GIVEN PROBLEM →
Starting at the line with "Practice step: indicate the parked" in it, reproduce each line below through the last one, exactly, and include nothing else.

---------- DATASET CONTENT ----------

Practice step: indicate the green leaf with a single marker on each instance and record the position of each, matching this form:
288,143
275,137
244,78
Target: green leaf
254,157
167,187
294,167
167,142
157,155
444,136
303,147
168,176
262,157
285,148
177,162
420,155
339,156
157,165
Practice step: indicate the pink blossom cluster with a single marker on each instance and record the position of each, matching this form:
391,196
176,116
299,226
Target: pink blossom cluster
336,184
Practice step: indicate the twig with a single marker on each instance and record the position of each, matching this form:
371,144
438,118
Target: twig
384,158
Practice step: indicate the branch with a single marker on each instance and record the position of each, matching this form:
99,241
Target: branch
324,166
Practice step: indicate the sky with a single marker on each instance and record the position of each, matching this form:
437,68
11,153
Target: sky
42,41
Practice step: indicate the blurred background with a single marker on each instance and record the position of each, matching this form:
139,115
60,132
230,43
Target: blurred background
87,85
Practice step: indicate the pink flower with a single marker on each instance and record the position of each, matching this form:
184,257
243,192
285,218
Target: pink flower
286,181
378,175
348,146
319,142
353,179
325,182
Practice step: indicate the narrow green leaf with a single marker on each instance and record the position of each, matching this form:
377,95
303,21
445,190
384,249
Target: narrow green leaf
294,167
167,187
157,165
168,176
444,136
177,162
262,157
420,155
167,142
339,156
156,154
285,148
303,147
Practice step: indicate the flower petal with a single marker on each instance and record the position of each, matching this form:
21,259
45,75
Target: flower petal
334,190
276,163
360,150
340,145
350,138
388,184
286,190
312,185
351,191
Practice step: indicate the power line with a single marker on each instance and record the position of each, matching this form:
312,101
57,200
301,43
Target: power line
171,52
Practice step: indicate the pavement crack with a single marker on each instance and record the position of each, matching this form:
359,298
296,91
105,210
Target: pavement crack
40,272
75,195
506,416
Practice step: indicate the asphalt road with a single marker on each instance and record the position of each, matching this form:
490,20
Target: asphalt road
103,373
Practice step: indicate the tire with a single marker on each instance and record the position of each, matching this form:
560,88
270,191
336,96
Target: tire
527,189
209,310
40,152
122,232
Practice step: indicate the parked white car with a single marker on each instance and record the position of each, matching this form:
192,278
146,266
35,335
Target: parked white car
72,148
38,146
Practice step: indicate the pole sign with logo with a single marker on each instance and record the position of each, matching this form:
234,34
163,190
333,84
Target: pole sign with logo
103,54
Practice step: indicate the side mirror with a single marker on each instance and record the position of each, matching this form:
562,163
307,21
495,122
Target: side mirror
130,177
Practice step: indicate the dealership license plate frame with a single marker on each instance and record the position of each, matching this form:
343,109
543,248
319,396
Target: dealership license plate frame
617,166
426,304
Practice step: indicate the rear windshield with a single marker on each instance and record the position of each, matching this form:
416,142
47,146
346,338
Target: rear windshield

----------

WORKED SOLUTION →
Practice step: indicate the parked white car with a single marker on each instance and record the position of each, matching this form:
192,278
146,266
35,335
Target: parked white car
72,148
38,146
Practice step: indicate the pole sign with logo with a single marker on each instance and record the position of each, matching this form:
234,34
163,190
333,84
Target: pole sign with logo
103,54
Practice step: indicate the side mirror with a single marker on each instance and record the position of each, matching this form:
562,163
307,21
495,122
Target: side mirror
130,177
Practice step: indicate the dealership license plate frame with a single marker on each instance and record the position of each, matching this form:
343,109
543,248
319,396
Target: dealership license plate frame
617,166
426,304
Practice step: indicate the rear windshield with a single marker on each instance and record the position of each, matching this form:
416,142
47,146
346,338
Target: rear windshield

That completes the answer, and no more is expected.